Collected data

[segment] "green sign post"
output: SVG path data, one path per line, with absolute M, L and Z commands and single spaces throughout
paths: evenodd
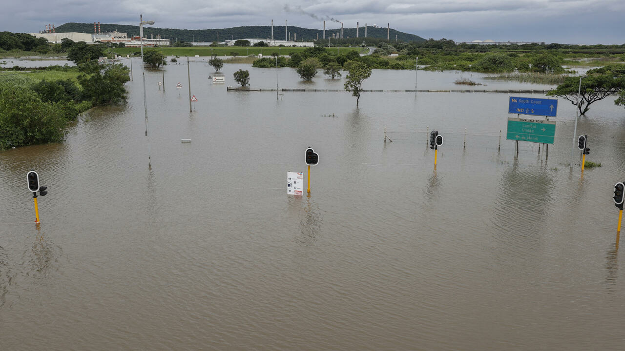
M 506 139 L 540 144 L 553 144 L 556 121 L 528 118 L 508 118 Z

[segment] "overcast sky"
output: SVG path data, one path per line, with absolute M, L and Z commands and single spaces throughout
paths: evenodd
M 625 43 L 625 0 L 26 0 L 2 4 L 0 31 L 32 32 L 68 22 L 204 29 L 374 24 L 425 39 L 563 44 Z M 328 28 L 340 27 L 328 22 Z

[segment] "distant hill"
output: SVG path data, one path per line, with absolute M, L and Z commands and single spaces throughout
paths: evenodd
M 112 32 L 117 31 L 128 33 L 129 36 L 139 35 L 139 26 L 126 26 L 124 24 L 100 24 L 100 29 L 102 32 Z M 276 40 L 284 39 L 284 26 L 274 26 L 274 38 Z M 291 36 L 297 34 L 298 40 L 310 41 L 323 37 L 322 29 L 311 29 L 289 26 L 288 31 Z M 92 23 L 66 23 L 56 27 L 56 32 L 79 32 L 82 33 L 92 33 Z M 341 28 L 326 29 L 326 36 L 331 37 L 332 33 L 341 31 Z M 156 28 L 151 26 L 143 27 L 143 34 L 150 37 L 153 34 L 156 37 L 157 34 L 161 34 L 164 39 L 178 40 L 178 41 L 217 41 L 218 32 L 220 41 L 226 39 L 237 39 L 242 38 L 271 38 L 271 26 L 247 26 L 244 27 L 233 27 L 232 28 L 221 28 L 215 29 L 176 29 L 174 28 Z M 402 41 L 421 41 L 424 39 L 409 33 L 396 31 L 392 28 L 390 30 L 390 41 L 394 41 L 395 35 L 398 40 Z M 356 37 L 356 28 L 345 28 L 343 29 L 343 36 L 345 38 Z M 359 36 L 364 36 L 364 27 L 361 27 Z M 367 27 L 367 37 L 379 39 L 386 39 L 386 28 L 374 28 Z

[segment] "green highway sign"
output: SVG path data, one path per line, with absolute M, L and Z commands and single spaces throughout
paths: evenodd
M 506 139 L 553 144 L 556 136 L 556 121 L 528 118 L 508 118 Z

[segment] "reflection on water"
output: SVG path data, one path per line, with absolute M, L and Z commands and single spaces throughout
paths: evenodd
M 311 195 L 307 195 L 303 217 L 299 223 L 301 236 L 298 238 L 298 241 L 307 245 L 314 243 L 318 240 L 318 235 L 322 233 L 322 222 L 323 217 L 321 211 L 314 201 L 311 200 Z

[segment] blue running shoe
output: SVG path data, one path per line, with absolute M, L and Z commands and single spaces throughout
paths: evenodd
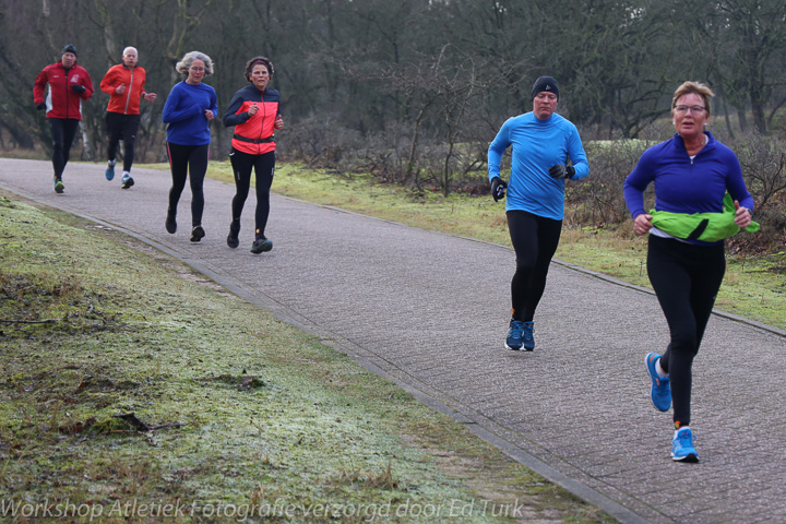
M 522 338 L 524 340 L 524 349 L 532 352 L 535 349 L 535 322 L 524 322 L 524 333 Z
M 658 412 L 668 412 L 671 407 L 671 381 L 666 378 L 662 379 L 658 377 L 655 370 L 655 364 L 660 358 L 657 353 L 648 353 L 644 358 L 644 364 L 647 367 L 650 379 L 652 380 L 652 389 L 650 390 L 650 400 L 653 401 L 653 406 Z
M 269 240 L 265 237 L 258 238 L 251 245 L 251 252 L 254 254 L 264 253 L 273 249 L 273 240 Z
M 671 441 L 671 458 L 679 462 L 699 462 L 699 453 L 693 448 L 694 442 L 695 437 L 690 428 L 677 431 L 677 436 Z
M 521 349 L 524 345 L 522 340 L 524 335 L 524 322 L 521 320 L 511 320 L 510 327 L 508 329 L 508 338 L 505 338 L 505 347 L 513 352 Z

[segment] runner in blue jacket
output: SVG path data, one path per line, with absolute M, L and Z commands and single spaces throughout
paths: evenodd
M 177 205 L 188 178 L 192 195 L 191 241 L 199 242 L 205 236 L 202 184 L 210 159 L 210 122 L 218 115 L 215 91 L 202 83 L 205 76 L 213 74 L 213 61 L 203 52 L 191 51 L 175 69 L 186 80 L 175 84 L 162 115 L 167 124 L 167 154 L 172 175 L 165 227 L 170 234 L 177 231 Z
M 537 79 L 532 99 L 532 112 L 505 121 L 488 151 L 495 201 L 508 190 L 505 214 L 516 253 L 511 283 L 513 315 L 505 340 L 505 347 L 514 350 L 535 348 L 533 319 L 562 231 L 564 181 L 590 174 L 579 131 L 555 112 L 559 103 L 557 82 L 551 76 Z M 504 182 L 500 163 L 509 146 L 511 176 Z M 569 159 L 572 165 L 568 165 Z

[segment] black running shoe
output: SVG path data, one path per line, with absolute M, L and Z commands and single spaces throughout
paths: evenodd
M 175 219 L 175 213 L 167 211 L 167 222 L 164 224 L 167 228 L 167 233 L 175 235 L 177 231 L 177 221 Z
M 258 238 L 254 243 L 251 245 L 251 252 L 254 254 L 264 253 L 273 249 L 273 241 L 267 240 L 265 237 Z
M 202 226 L 194 226 L 194 228 L 191 229 L 191 241 L 199 242 L 203 238 L 204 238 L 204 229 L 202 229 Z
M 240 246 L 240 240 L 237 238 L 240 233 L 240 221 L 233 221 L 229 224 L 229 235 L 227 235 L 227 246 L 235 249 Z

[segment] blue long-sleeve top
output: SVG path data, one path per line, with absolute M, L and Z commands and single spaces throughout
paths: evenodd
M 675 134 L 646 150 L 626 178 L 626 204 L 635 219 L 644 210 L 644 190 L 653 182 L 655 210 L 670 213 L 720 213 L 728 191 L 742 207 L 753 212 L 753 198 L 742 178 L 737 155 L 704 131 L 707 143 L 693 158 Z
M 556 164 L 573 163 L 580 180 L 590 175 L 579 130 L 560 115 L 540 120 L 533 112 L 509 118 L 488 150 L 489 180 L 500 176 L 504 151 L 512 146 L 511 176 L 505 211 L 521 210 L 561 221 L 564 216 L 564 180 L 548 174 Z
M 218 99 L 215 90 L 186 81 L 175 84 L 169 92 L 162 120 L 167 124 L 167 142 L 179 145 L 210 144 L 210 120 L 205 109 L 218 118 Z

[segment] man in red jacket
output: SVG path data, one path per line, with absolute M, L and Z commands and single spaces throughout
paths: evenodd
M 138 67 L 139 53 L 133 47 L 123 49 L 122 63 L 112 66 L 102 80 L 100 90 L 110 95 L 107 107 L 107 134 L 109 146 L 107 148 L 106 178 L 115 178 L 115 157 L 122 139 L 126 144 L 123 154 L 122 189 L 133 186 L 131 178 L 131 164 L 133 164 L 134 140 L 140 124 L 140 103 L 142 98 L 155 102 L 156 94 L 144 91 L 147 79 L 145 70 Z
M 49 91 L 44 99 L 46 85 Z M 59 62 L 44 68 L 33 84 L 33 103 L 47 110 L 52 135 L 52 167 L 55 192 L 62 193 L 62 172 L 71 155 L 79 122 L 82 120 L 82 100 L 93 96 L 93 81 L 82 66 L 76 64 L 76 48 L 68 44 L 62 48 Z

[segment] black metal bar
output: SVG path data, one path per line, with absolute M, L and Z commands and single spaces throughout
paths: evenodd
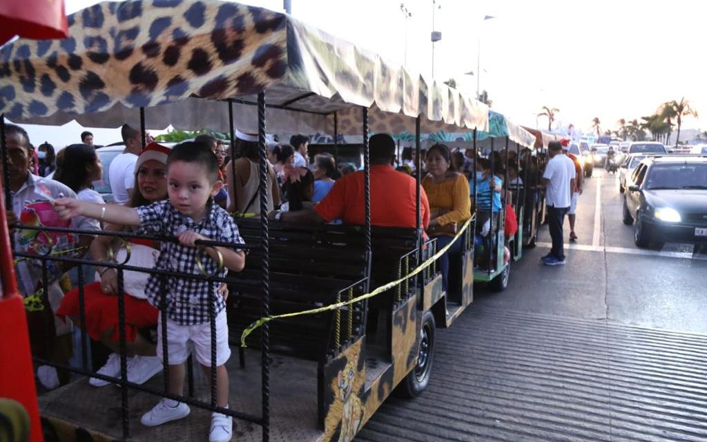
M 339 164 L 339 114 L 334 112 L 334 155 Z
M 118 332 L 120 339 L 120 410 L 123 439 L 130 438 L 130 408 L 128 403 L 127 345 L 125 342 L 125 292 L 123 292 L 123 270 L 118 269 Z
M 2 185 L 5 189 L 5 208 L 12 210 L 12 193 L 10 191 L 10 169 L 7 162 L 7 144 L 5 140 L 5 114 L 0 114 L 0 150 L 2 150 Z M 14 244 L 14 241 L 12 244 Z
M 84 370 L 88 370 L 88 345 L 86 342 L 86 305 L 83 291 L 83 266 L 81 264 L 77 268 L 78 270 L 78 321 L 81 324 L 81 366 Z
M 312 95 L 317 95 L 316 92 L 308 92 L 306 94 L 303 94 L 302 95 L 300 95 L 299 97 L 296 97 L 293 98 L 292 100 L 288 100 L 287 101 L 286 101 L 285 102 L 282 103 L 280 105 L 282 106 L 283 107 L 287 107 L 290 104 L 291 104 L 293 103 L 296 103 L 296 102 L 300 101 L 300 100 L 304 100 L 305 98 L 309 98 Z
M 238 202 L 235 200 L 235 128 L 233 121 L 233 101 L 228 100 L 228 129 L 230 131 L 230 176 L 233 179 L 231 183 L 232 189 L 228 189 L 230 193 L 230 201 L 233 205 L 233 210 L 238 210 Z M 228 184 L 228 183 L 226 183 Z
M 234 103 L 238 103 L 239 104 L 248 104 L 250 106 L 258 106 L 258 102 L 249 101 L 247 100 L 240 100 L 238 98 L 234 98 L 232 100 Z M 303 114 L 312 114 L 314 115 L 329 115 L 332 112 L 317 112 L 315 111 L 308 111 L 303 109 L 295 109 L 293 107 L 286 107 L 281 104 L 264 104 L 266 108 L 268 109 L 281 109 L 283 110 L 292 111 L 295 112 L 302 112 Z
M 423 250 L 423 238 L 422 235 L 422 231 L 424 229 L 424 226 L 422 225 L 422 203 L 421 202 L 421 193 L 420 186 L 421 186 L 421 178 L 420 177 L 420 172 L 422 169 L 422 160 L 420 158 L 420 154 L 421 149 L 420 148 L 420 116 L 418 115 L 417 118 L 415 119 L 415 169 L 416 173 L 415 174 L 415 227 L 417 229 L 417 249 L 419 251 L 418 253 L 417 263 L 419 264 L 422 262 L 422 250 Z
M 258 94 L 258 152 L 260 157 L 260 245 L 262 247 L 262 317 L 270 316 L 270 242 L 267 220 L 267 153 L 265 145 L 265 94 Z M 267 323 L 260 330 L 262 393 L 262 440 L 270 441 L 270 327 Z
M 498 238 L 493 229 L 493 197 L 496 196 L 494 195 L 495 191 L 491 186 L 491 180 L 494 180 L 496 177 L 496 162 L 493 161 L 493 137 L 489 139 L 491 140 L 491 153 L 489 154 L 489 159 L 491 160 L 491 176 L 489 177 L 489 212 L 491 217 L 489 218 L 489 233 L 491 234 L 491 247 L 489 249 L 489 268 L 486 271 L 489 275 L 491 275 L 491 268 L 496 268 L 493 263 L 493 249 L 498 247 L 498 244 L 496 241 Z
M 209 303 L 209 323 L 211 332 L 211 377 L 209 383 L 211 391 L 211 407 L 216 407 L 216 306 L 213 301 Z
M 363 193 L 365 210 L 366 252 L 370 259 L 372 249 L 370 239 L 370 162 L 368 151 L 368 108 L 361 108 L 363 120 Z
M 145 135 L 147 133 L 147 131 L 145 129 L 145 108 L 140 108 L 140 136 L 142 137 L 141 139 L 141 143 L 142 143 L 142 150 L 144 150 L 145 148 L 147 147 L 147 143 L 145 143 Z

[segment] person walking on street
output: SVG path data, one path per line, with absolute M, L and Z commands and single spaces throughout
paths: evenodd
M 543 256 L 542 261 L 546 265 L 562 265 L 565 263 L 562 225 L 575 189 L 575 165 L 573 161 L 562 155 L 562 146 L 559 141 L 551 141 L 547 148 L 550 160 L 545 167 L 542 182 L 547 189 L 546 204 L 552 249 Z

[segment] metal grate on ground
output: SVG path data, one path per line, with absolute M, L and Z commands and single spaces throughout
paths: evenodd
M 357 442 L 707 441 L 707 336 L 472 309 Z

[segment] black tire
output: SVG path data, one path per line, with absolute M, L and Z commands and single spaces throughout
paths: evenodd
M 650 245 L 650 232 L 638 213 L 636 216 L 636 225 L 633 226 L 633 242 L 642 249 Z
M 627 226 L 630 226 L 633 224 L 633 217 L 631 216 L 631 212 L 629 211 L 629 206 L 626 203 L 626 198 L 624 198 L 624 224 Z
M 417 362 L 400 383 L 398 390 L 405 398 L 416 398 L 427 388 L 435 355 L 435 316 L 428 310 L 422 315 Z
M 508 287 L 508 280 L 510 278 L 510 263 L 506 265 L 503 271 L 489 282 L 489 288 L 493 292 L 503 292 Z

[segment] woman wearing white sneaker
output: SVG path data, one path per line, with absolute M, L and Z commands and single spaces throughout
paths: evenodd
M 127 205 L 139 207 L 167 199 L 167 155 L 168 148 L 152 143 L 138 157 L 135 165 L 135 192 Z M 124 226 L 108 225 L 107 231 L 126 231 Z M 121 246 L 123 246 L 121 247 Z M 126 249 L 122 241 L 113 237 L 98 237 L 90 247 L 96 261 L 110 261 L 115 251 L 117 262 L 125 258 Z M 159 244 L 134 239 L 130 241 L 130 260 L 128 265 L 151 269 L 159 253 Z M 98 268 L 100 282 L 83 287 L 86 305 L 86 324 L 79 324 L 78 289 L 66 294 L 57 314 L 71 318 L 76 324 L 86 330 L 92 339 L 99 341 L 114 352 L 108 357 L 105 365 L 96 373 L 112 378 L 120 377 L 120 337 L 118 324 L 118 307 L 115 297 L 118 294 L 117 273 L 112 268 Z M 145 286 L 148 273 L 125 271 L 123 273 L 123 290 L 125 297 L 125 338 L 127 361 L 127 378 L 129 382 L 142 384 L 162 371 L 162 362 L 156 355 L 156 347 L 143 337 L 138 330 L 157 325 L 158 311 L 146 301 Z M 99 280 L 99 278 L 96 278 Z M 95 387 L 109 385 L 110 381 L 90 378 L 88 383 Z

● Written task
Rewrite the stretch from the line containing "[segment] black running shoe" through the line containing "M 218 99 L 215", changing "long-sleeve" to "short-sleeve" and leaving everything else as is.

● Worked solution
[segment] black running shoe
output: SVG path data, one path per line, with absolute M, L and Z commands and single spaces throughout
paths: evenodd
M 175 219 L 175 213 L 167 211 L 167 222 L 164 224 L 167 228 L 167 233 L 175 235 L 177 231 L 177 221 Z
M 258 238 L 254 243 L 251 245 L 251 252 L 254 254 L 264 253 L 273 249 L 273 241 L 267 240 L 265 237 Z
M 202 226 L 194 226 L 194 228 L 191 229 L 191 241 L 199 242 L 203 238 L 204 238 L 204 229 L 202 229 Z
M 240 246 L 240 240 L 237 238 L 240 233 L 240 221 L 233 221 L 229 224 L 229 235 L 227 235 L 227 246 L 235 249 Z

[segment] blue short-sleeve top
output: SVG path data, one path per line, with absolute M, L and Z commands and single spaces throughout
paths: evenodd
M 675 134 L 646 150 L 626 178 L 626 204 L 635 219 L 644 210 L 644 190 L 653 182 L 655 210 L 670 213 L 720 213 L 728 191 L 742 207 L 753 212 L 753 198 L 742 178 L 737 155 L 704 131 L 707 143 L 693 158 Z
M 556 164 L 573 163 L 580 180 L 590 175 L 579 130 L 560 115 L 540 120 L 533 112 L 509 118 L 488 150 L 489 180 L 500 176 L 504 151 L 512 146 L 511 176 L 505 211 L 521 210 L 561 221 L 564 216 L 564 180 L 548 174 Z
M 218 99 L 215 90 L 186 81 L 175 84 L 169 92 L 162 120 L 167 124 L 167 142 L 179 145 L 210 144 L 210 120 L 205 109 L 218 118 Z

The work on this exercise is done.